▶ **本文**:
アイドルだけどちゃんとテキパキしゃべるし、いち出演者として場をまとめる感じが既にありました。ブレイク前後くらいに自分達の冠バラエティ番組では、いつも司会、まとめ役をやっていました。

今思うと、ゆくゆくは司会業や語りをする仕事も視野にいれていたのでは、と感じます。ジャニーズタレントで司会、という立ち位置は間違いなく、この人が草分け的存在です。
当時の一般の人達からの評判は、
・うるさい。調子に乗っている
・爽やかで好感が持てる
・茶髪がよく似合ってる
・躍りがうまい
・元ヤンキー丸出し
などというものでした。

木村拓哉

SMAPブレイク当時の人気=キムタクの人気と言っても過言ではありません。キムタクについて当時を振り返り、徹底分析します。

美男子の代名詞、キムタクが誕生

世間一般では、「キムタク」という呼び名が出てきたのは94年です。それ以前では聞いたことがありません。

SMAPブレイクの少し前から、木村拓哉は美男子、ということで知る人ぞ知る存在ではありましたが、94年半ばくらいからは、木村拓哉はカッコいい男の代名詞的存在として、ポジションが確立していきました。若い男女の普通の会話の中でも、「キムタク超カッコいいし~」という言葉が聞こえてくるくらいでした。

▶ **問題と課題**:
1. SMAPについての文章の「アイドルだけどちゃんとテキパ」から「を振り返り、徹底分析します。」までを、一字一句そのまま書き写してください。
2. SMAPについての文章にある「SMAPブレイク当時の人気=キムタクの人気と言っても過言ではありません。」という一文を英語に訳してください。
3. SMAPについての文章の続きを、最後の文のあとから書いてください。
このあとのリストは使わなくてかまいません。

▶ **提供リスト**:
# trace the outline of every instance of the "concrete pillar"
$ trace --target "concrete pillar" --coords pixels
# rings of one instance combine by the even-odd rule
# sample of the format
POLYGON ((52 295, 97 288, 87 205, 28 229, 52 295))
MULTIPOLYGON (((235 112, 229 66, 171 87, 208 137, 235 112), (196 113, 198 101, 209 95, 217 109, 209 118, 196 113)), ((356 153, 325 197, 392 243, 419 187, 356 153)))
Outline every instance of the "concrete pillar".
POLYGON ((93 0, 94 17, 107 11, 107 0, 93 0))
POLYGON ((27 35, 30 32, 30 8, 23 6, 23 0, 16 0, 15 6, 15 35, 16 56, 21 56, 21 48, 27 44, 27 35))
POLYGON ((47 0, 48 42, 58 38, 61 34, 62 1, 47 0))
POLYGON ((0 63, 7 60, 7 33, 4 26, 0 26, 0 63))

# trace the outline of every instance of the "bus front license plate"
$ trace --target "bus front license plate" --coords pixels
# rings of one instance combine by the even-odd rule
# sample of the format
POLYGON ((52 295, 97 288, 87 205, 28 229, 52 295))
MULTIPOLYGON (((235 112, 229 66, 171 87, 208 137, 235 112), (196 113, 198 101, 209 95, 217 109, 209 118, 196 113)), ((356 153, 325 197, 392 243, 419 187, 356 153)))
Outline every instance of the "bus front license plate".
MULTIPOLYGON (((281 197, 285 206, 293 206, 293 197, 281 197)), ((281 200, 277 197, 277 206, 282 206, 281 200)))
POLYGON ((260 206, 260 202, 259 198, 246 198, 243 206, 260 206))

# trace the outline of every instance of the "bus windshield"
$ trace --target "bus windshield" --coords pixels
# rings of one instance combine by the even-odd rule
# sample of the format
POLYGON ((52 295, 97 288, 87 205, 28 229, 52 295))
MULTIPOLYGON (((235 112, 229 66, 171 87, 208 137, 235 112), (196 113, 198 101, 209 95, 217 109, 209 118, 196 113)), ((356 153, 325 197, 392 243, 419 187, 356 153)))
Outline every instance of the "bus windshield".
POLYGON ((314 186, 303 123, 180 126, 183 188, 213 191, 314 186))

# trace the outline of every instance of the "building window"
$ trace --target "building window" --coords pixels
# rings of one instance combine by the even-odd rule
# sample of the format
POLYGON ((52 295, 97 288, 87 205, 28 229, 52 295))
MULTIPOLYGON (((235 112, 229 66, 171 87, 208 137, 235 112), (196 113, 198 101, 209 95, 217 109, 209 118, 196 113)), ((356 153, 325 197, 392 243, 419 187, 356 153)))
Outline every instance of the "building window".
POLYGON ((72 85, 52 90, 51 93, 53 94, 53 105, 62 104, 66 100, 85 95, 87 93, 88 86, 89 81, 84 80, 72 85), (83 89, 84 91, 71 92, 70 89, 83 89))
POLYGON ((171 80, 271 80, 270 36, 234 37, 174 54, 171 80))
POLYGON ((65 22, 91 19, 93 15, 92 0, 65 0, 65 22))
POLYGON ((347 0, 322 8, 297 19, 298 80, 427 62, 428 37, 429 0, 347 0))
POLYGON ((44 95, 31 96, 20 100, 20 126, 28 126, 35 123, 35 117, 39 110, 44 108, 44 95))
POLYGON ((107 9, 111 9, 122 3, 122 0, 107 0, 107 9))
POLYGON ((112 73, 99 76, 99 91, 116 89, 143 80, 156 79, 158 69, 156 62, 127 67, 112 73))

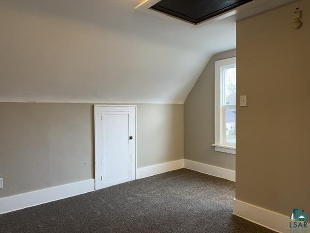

▶ **課題の答え**:
1.
アイドルだけどちゃんとテキパキしゃべるし、いち出演者として場をまとめる感じが既にありました。ブレイク前後くらいに自分達の冠バラエティ番組では、いつも司会、まとめ役をやっていました。

今思うと、ゆくゆくは司会業や語りをする仕事も視野にいれていたのでは、と感じます。ジャニーズタレントで司会、という立ち位置は間違いなく、この人が草分け的存在です。
当時の一般の人達からの評判は、
・うるさい。調子に乗っている
・爽やかで好感が持てる
・茶髪がよく似合ってる
・躍りがうまい
・元ヤンキー丸出し
などというものでした。

木村拓哉

SMAPブレイク当時の人気=キムタクの人気と言っても過言ではありません。キムタクについて当時を振り返り、徹底分析します。

2. It is no exaggeration to say that SMAP's popularity at the time of their breakthrough was Kimutaku's popularity.

3.
94年、靴のメーカーのPRポスターが駅のホームに掲載されましたが、女子達が食い入るように見ていたのを覚えています。盗難防止のために警備員がついたくらいです。女子会社員は会社の机にキムタクの雑誌の切り抜きなどを敷き詰めていました。

男子はキムタクのファッション

キムタクと言えば当時、茶髪のロン毛です。94年のヒットドラマ「若者のすべて」では、まだロン毛といえるレベルではなく茶髪、ちょっと髪長め、という感じでした。今見ると時代を感じる髪型ですが、現代でも通用しそうなほど完成度の高いカッコいいヘアスタイルで破れたジーンズ、革ジャン、ブーツなど、町中には似たようなファッションの男性が見え始め、キムタクファッションの浸透が予感されました。

94年年末から95年に掛けて、ロン毛のキムタクが完成します。このキムタクのロン毛をコピーする男子が町中にあふれました。丸顔の小柄な体型の男性までキムタクのロン毛を真似し、「髪切る金がないだけだよ」などと照れ隠しの発言も多々見られ、「嘘つけ」と思ったものです。それ以前ではロン毛、と言えば江口洋介でしたが、完全にキムタクは男子のファッションリーダー的な立ち位置になりました。

95年のドラマ「人生は上々だ」で、ダウンタウン浜田とのコンビで演じているキムタクが、ロン毛キムタクに火がついた頃のキムタクです。機会があればぜひ観てみてください。

キムタクブランド確立、キムタクの功績

このキムタク人気がSMAPブランド価値を押し上げた、と言っても過言ではないでしょう。他のメンバーのキャラもそれぞれ個性があり、人気が上がってきたことは間違いありませんが、キムタクの存在感は当時、群を抜いており、SMAPよりキムタクのほうがインパクトがあった、と言っても過言ではありません。カッコよくて、怒るとこわーい、圧倒的カリスマ、を擁するアイドルグループはそれ以前には無かったのです。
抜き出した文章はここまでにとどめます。